DATA EXTRACT>
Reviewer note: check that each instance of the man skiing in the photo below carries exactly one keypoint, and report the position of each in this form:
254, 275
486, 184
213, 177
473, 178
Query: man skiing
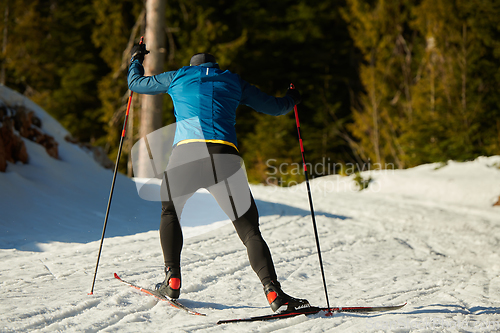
205, 155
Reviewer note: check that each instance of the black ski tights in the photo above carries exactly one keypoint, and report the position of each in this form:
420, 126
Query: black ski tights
246, 225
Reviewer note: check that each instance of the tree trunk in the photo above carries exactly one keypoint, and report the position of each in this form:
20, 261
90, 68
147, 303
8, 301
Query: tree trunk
151, 111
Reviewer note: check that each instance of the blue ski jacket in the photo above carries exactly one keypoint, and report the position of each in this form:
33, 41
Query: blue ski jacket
208, 94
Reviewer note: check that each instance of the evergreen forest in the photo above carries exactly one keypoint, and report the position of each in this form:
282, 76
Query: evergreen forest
384, 82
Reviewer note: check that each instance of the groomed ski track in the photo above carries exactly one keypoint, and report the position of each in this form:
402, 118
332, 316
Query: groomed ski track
377, 251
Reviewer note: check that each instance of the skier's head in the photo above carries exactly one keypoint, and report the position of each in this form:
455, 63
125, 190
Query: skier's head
201, 58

ASSIGNMENT> Only the lines from the one with "Query: groomed ski track" through the end of the data should be printed, each exactly as it appears.

RESPONSE>
Query: groomed ski track
377, 251
Reviewer note: check that each instance of the skier's head in the photo above carries exactly one keypoint, and report the position of each in this form:
455, 63
125, 190
Query: skier's head
201, 58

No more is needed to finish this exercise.